#### [PROBLEM DETAILS]
Recast every line of the items below as a JSON list of strings, one string per line, with blank lines left out. Leave the pictures out of the answer.

#### [RECORD LIST]
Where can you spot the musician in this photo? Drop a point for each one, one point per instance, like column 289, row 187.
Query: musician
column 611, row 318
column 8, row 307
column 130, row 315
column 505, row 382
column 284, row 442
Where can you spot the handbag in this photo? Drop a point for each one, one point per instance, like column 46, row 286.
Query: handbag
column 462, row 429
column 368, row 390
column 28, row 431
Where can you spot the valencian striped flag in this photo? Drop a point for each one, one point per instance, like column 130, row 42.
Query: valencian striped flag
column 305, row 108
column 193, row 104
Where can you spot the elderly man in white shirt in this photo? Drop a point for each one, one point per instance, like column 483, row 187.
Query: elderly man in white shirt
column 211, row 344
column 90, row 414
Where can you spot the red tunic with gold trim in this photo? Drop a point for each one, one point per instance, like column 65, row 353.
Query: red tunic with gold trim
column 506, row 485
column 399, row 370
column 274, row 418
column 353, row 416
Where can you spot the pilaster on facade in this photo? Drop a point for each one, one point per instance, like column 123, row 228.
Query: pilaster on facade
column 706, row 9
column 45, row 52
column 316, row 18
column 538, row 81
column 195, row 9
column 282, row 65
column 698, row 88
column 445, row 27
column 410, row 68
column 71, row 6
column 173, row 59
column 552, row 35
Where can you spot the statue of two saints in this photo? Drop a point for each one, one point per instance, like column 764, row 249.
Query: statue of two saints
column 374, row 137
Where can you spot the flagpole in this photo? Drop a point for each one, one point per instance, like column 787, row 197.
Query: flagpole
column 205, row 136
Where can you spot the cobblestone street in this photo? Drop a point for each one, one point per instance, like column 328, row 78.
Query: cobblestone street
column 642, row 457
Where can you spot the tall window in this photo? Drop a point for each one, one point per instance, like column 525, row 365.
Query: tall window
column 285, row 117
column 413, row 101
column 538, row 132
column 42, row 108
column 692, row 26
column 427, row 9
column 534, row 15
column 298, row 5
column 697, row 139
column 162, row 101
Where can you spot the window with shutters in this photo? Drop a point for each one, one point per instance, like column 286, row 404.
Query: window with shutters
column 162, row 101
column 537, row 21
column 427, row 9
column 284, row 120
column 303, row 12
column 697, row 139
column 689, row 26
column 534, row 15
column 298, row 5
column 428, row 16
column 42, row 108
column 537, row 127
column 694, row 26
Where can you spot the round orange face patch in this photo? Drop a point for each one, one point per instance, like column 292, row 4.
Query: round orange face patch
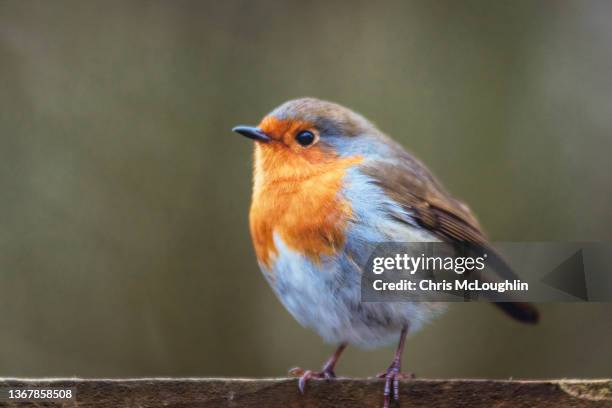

#### [OUTPUT OF THE TASK]
[
  "Where can you spot the musician in this photo? Drop a point for each one, one point per instance, like column 289, row 187.",
  "Query: musician",
  "column 611, row 318",
  "column 8, row 307",
  "column 130, row 315",
  "column 505, row 382",
  "column 284, row 442",
  "Where can you spot the handbag in this photo? Drop a point for each one, one point per instance, like column 46, row 286.",
  "Query: handbag",
  "column 462, row 429",
  "column 368, row 390",
  "column 28, row 431",
  "Where can you spot the valencian striped flag in this photo? Drop a point for each one, one point per instance, like column 130, row 42.",
  "Query: valencian striped flag",
  "column 305, row 108",
  "column 193, row 104",
  "Where can you spot the elderly man in white shirt in this photo? Drop a point for each one, one point per instance, like column 483, row 187.",
  "Query: elderly man in white shirt",
  "column 211, row 344",
  "column 90, row 414",
  "Where can you spot the red tunic with gold trim in this photo? Drop a point for each one, one point per instance, like column 65, row 353.",
  "Query: red tunic with gold trim",
  "column 506, row 485",
  "column 399, row 370",
  "column 274, row 418",
  "column 353, row 416",
  "Where can you spot the pilaster on facade in this photo? Drop a point for each one, one point per instance, like column 123, row 228.",
  "Query: pilaster on facade",
  "column 706, row 9",
  "column 45, row 52",
  "column 316, row 18",
  "column 538, row 81",
  "column 195, row 9",
  "column 282, row 65",
  "column 698, row 88",
  "column 445, row 27",
  "column 410, row 68",
  "column 71, row 6",
  "column 173, row 59",
  "column 552, row 35",
  "Where can you spot the statue of two saints in this photo? Drop a point for each one, one point per instance, like column 764, row 249.",
  "Query: statue of two saints",
  "column 374, row 137",
  "Where can you spot the flagpole in this photo? Drop a point for each one, one point per instance, like column 787, row 197.",
  "Query: flagpole",
  "column 205, row 136",
  "Where can you spot the cobblestone street in this photo? Drop a point for each one, one point per instance, like column 328, row 78.",
  "Query: cobblestone street",
  "column 642, row 457",
  "Where can you spot the tall window in this photo? Drop a point for each one, one point per instance, like column 525, row 365.",
  "Query: tall window",
  "column 285, row 117",
  "column 413, row 101",
  "column 538, row 132",
  "column 42, row 108",
  "column 692, row 26",
  "column 427, row 9",
  "column 534, row 15",
  "column 298, row 5",
  "column 697, row 139",
  "column 162, row 101",
  "Where can you spot the window with shutters in this photo? Drop a point for each one, one point per instance, like column 286, row 404.",
  "Query: window with shutters",
  "column 162, row 101",
  "column 537, row 21",
  "column 427, row 9",
  "column 284, row 120",
  "column 303, row 12",
  "column 697, row 139",
  "column 689, row 26",
  "column 534, row 15",
  "column 298, row 5",
  "column 428, row 16",
  "column 42, row 108",
  "column 537, row 127",
  "column 694, row 26",
  "Where can you spot the round orange face patch in this photo? Drop a point for each one, one point per instance, like column 292, row 4.",
  "Query: round orange face patch"
]